## Excerpt from a dataset
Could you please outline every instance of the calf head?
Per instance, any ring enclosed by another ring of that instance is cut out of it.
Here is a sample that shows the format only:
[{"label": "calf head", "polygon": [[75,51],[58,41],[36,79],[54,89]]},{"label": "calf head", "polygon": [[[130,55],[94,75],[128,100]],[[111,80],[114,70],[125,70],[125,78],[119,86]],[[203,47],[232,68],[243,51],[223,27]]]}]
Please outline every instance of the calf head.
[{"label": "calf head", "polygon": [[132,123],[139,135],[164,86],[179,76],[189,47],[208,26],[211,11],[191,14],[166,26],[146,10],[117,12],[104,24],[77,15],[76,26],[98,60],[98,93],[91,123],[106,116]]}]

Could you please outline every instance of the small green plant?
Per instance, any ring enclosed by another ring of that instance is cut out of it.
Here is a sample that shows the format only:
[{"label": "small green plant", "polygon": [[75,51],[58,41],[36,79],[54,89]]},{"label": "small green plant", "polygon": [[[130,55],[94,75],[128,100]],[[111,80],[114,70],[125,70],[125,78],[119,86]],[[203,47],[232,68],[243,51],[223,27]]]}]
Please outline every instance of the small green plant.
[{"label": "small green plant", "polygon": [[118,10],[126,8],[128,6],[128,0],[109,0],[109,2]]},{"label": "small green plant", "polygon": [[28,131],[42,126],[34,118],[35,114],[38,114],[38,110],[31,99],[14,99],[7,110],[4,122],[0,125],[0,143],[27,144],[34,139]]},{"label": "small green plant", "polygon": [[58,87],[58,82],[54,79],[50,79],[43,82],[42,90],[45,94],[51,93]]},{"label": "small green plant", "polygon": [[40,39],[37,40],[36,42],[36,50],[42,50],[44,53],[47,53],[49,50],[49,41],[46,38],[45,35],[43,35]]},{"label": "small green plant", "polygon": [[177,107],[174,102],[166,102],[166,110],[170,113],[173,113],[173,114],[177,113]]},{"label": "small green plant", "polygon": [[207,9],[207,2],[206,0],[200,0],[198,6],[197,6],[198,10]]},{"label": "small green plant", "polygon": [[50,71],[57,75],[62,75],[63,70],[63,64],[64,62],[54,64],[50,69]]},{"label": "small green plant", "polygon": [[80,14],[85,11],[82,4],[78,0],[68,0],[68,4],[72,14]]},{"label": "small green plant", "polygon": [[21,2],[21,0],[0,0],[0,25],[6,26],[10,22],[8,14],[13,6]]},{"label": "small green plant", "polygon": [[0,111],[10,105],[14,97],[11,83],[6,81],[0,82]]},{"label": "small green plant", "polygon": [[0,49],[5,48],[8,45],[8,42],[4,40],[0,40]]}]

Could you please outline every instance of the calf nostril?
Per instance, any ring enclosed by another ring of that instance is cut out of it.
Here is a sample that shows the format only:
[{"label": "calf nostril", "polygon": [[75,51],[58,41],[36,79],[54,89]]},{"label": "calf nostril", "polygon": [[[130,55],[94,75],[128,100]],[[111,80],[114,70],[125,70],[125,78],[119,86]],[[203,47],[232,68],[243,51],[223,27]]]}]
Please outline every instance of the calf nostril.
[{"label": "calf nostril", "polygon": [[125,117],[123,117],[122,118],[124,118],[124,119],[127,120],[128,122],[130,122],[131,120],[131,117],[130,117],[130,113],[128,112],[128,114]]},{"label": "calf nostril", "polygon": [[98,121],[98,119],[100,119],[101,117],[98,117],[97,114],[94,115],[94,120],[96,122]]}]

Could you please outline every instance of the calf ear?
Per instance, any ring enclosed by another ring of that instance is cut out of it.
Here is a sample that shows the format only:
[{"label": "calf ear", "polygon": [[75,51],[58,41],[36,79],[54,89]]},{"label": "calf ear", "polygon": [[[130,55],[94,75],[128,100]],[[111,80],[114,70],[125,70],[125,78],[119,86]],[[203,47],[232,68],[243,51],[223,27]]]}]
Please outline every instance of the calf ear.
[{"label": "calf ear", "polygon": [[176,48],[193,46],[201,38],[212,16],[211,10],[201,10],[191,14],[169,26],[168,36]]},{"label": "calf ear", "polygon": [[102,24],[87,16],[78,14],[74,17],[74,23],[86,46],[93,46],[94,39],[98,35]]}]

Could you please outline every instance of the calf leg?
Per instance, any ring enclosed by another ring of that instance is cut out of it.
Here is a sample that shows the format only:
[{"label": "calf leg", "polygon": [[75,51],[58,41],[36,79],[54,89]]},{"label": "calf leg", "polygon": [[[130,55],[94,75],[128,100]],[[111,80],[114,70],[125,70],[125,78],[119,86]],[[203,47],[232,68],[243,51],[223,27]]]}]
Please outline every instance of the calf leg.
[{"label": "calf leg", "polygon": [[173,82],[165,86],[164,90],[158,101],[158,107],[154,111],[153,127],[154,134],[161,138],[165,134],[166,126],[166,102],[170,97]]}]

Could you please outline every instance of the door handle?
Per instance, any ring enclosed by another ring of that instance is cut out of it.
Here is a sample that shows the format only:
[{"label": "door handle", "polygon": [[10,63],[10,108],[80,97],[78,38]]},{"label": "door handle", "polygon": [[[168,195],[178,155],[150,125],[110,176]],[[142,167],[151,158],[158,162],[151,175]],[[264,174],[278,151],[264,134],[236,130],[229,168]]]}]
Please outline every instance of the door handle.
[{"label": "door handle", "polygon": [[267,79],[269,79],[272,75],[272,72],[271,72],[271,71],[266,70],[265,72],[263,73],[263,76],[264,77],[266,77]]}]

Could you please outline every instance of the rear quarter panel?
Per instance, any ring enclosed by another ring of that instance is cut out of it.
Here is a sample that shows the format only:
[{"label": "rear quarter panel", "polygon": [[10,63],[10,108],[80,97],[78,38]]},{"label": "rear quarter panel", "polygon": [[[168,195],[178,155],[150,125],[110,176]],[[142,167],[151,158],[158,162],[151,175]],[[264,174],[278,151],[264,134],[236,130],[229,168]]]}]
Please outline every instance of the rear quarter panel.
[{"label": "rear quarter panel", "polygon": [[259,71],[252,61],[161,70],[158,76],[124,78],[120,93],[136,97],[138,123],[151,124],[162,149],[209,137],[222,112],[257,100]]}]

## Given instruction
Please give the lines of every item above as a numbered list, with blank lines left out.

## Written solution
1. Could you please outline every instance of the calf head?
2. Per instance, any ring enclosed by another ring of that instance is cut out of it.
3. Here is a sample that shows the format only:
4. [{"label": "calf head", "polygon": [[75,51],[58,41],[36,79],[54,89]]},{"label": "calf head", "polygon": [[[130,55],[94,75],[128,100]],[[111,80],[114,70],[125,70],[125,78],[119,86]],[[203,47],[232,68],[243,51],[223,27]]]}]
5. Please outline every instance of the calf head.
6. [{"label": "calf head", "polygon": [[132,123],[139,135],[164,86],[179,76],[189,47],[208,26],[211,11],[191,14],[166,26],[146,10],[117,12],[104,24],[77,15],[76,26],[98,60],[98,93],[91,123],[106,116]]}]
7. Could you please outline every instance of the small green plant?
8. Per instance, any ring enclosed by another ring of that instance is cut out of it.
9. Here is a sample that shows the format only:
10. [{"label": "small green plant", "polygon": [[75,51],[58,41],[36,79],[54,89]]},{"label": "small green plant", "polygon": [[[130,55],[94,75],[128,100]],[[111,80],[114,70],[125,70],[125,78],[119,86]],[[203,47],[232,68],[243,51],[223,27]]]}]
11. Please outline every instance of the small green plant.
12. [{"label": "small green plant", "polygon": [[118,10],[126,8],[128,6],[128,0],[109,0],[109,2]]},{"label": "small green plant", "polygon": [[28,131],[42,126],[34,118],[35,114],[38,114],[38,110],[31,99],[14,99],[7,110],[4,122],[0,125],[0,143],[27,144],[34,139]]},{"label": "small green plant", "polygon": [[58,87],[58,82],[54,79],[50,79],[43,82],[42,90],[45,94],[51,93]]},{"label": "small green plant", "polygon": [[40,39],[37,40],[36,42],[36,50],[42,50],[44,53],[47,53],[49,50],[49,41],[46,38],[45,35],[43,35]]},{"label": "small green plant", "polygon": [[177,107],[174,102],[166,102],[166,110],[170,113],[173,113],[173,114],[177,113]]},{"label": "small green plant", "polygon": [[207,9],[207,2],[206,0],[200,0],[198,6],[197,6],[198,10]]},{"label": "small green plant", "polygon": [[50,71],[57,75],[62,75],[63,70],[63,64],[64,62],[54,64],[50,69]]},{"label": "small green plant", "polygon": [[80,14],[85,11],[82,4],[78,0],[68,0],[68,4],[72,14]]},{"label": "small green plant", "polygon": [[21,2],[21,0],[0,0],[0,25],[6,26],[10,22],[8,14],[13,6]]},{"label": "small green plant", "polygon": [[0,111],[10,105],[14,97],[11,83],[6,81],[0,82]]},{"label": "small green plant", "polygon": [[0,49],[5,48],[8,45],[8,42],[4,40],[0,40]]}]
13. Could you please outline every instance of the calf nostril?
14. Per instance, any ring enclosed by another ring of that instance is cut out of it.
15. Here is a sample that shows the format only:
16. [{"label": "calf nostril", "polygon": [[75,51],[58,41],[36,79],[54,89]]},{"label": "calf nostril", "polygon": [[[130,55],[94,75],[128,100]],[[111,80],[114,70],[125,70],[125,78],[119,86]],[[203,47],[232,68],[243,51],[223,27]]]}]
17. Please outline every instance of the calf nostril.
18. [{"label": "calf nostril", "polygon": [[125,117],[123,117],[122,118],[124,118],[124,119],[127,120],[128,122],[130,122],[131,120],[131,117],[130,117],[130,113],[128,112],[128,114]]},{"label": "calf nostril", "polygon": [[98,121],[98,119],[100,119],[101,117],[98,117],[97,114],[94,115],[94,120],[96,122]]}]
19. Could you please outline every instance of the calf ear?
20. Per instance, any ring enclosed by another ring of that instance is cut out of it.
21. Here is a sample that shows the format only:
22. [{"label": "calf ear", "polygon": [[75,51],[58,41],[36,79],[54,89]]},{"label": "calf ear", "polygon": [[[130,55],[94,75],[128,100]],[[111,80],[114,70],[125,70],[125,78],[119,86]],[[203,47],[232,68],[243,51],[223,27]]]}]
23. Please outline every instance of the calf ear.
24. [{"label": "calf ear", "polygon": [[176,48],[193,46],[201,38],[212,16],[211,10],[201,10],[191,14],[169,26],[168,36]]},{"label": "calf ear", "polygon": [[102,24],[87,16],[78,14],[74,17],[74,23],[86,46],[93,46],[94,39],[98,35]]}]
25. Could you please outline every instance of the calf leg?
26. Per instance, any ring enclosed by another ring of that instance is cut out of it.
27. Here is a sample that shows the format only:
28. [{"label": "calf leg", "polygon": [[75,51],[58,41],[36,79],[54,89]]},{"label": "calf leg", "polygon": [[[130,55],[94,75],[128,100]],[[111,80],[114,70],[125,70],[125,78],[119,86]],[[203,47],[232,68],[243,51],[223,27]]]}]
29. Please outline every instance of the calf leg.
30. [{"label": "calf leg", "polygon": [[173,82],[165,86],[164,90],[158,101],[158,107],[154,111],[153,127],[154,134],[161,138],[165,134],[166,126],[166,102],[170,97]]}]
31. Could you please outline every instance of the door handle?
32. Per instance, any ring enclosed by another ring of that instance is cut out of it.
33. Here is a sample that shows the format only:
34. [{"label": "door handle", "polygon": [[10,63],[10,108],[80,97],[78,38]]},{"label": "door handle", "polygon": [[[168,195],[178,155],[150,125],[110,176]],[[142,167],[151,158],[158,162],[151,175]],[[264,174],[278,151],[264,134],[236,130],[229,168]]]}]
35. Please outline every instance of the door handle.
36. [{"label": "door handle", "polygon": [[267,79],[269,79],[272,75],[272,72],[271,72],[271,71],[266,70],[265,72],[263,73],[263,76],[264,77],[266,77]]}]
37. Could you please outline every instance of the rear quarter panel?
38. Per instance, any ring enclosed by another ring of that instance is cut out of it.
39. Here is a sample that shows the format only:
40. [{"label": "rear quarter panel", "polygon": [[10,63],[10,108],[80,97],[78,38]]},{"label": "rear quarter panel", "polygon": [[[168,195],[178,155],[150,125],[110,176]],[[142,167],[151,158],[158,162],[151,175]],[[264,174],[278,151],[264,134],[236,130],[229,168]]]}]
41. Please outline every instance of the rear quarter panel.
42. [{"label": "rear quarter panel", "polygon": [[259,71],[252,61],[161,70],[158,76],[124,78],[120,93],[136,97],[138,123],[151,124],[162,149],[209,137],[222,112],[257,100]]}]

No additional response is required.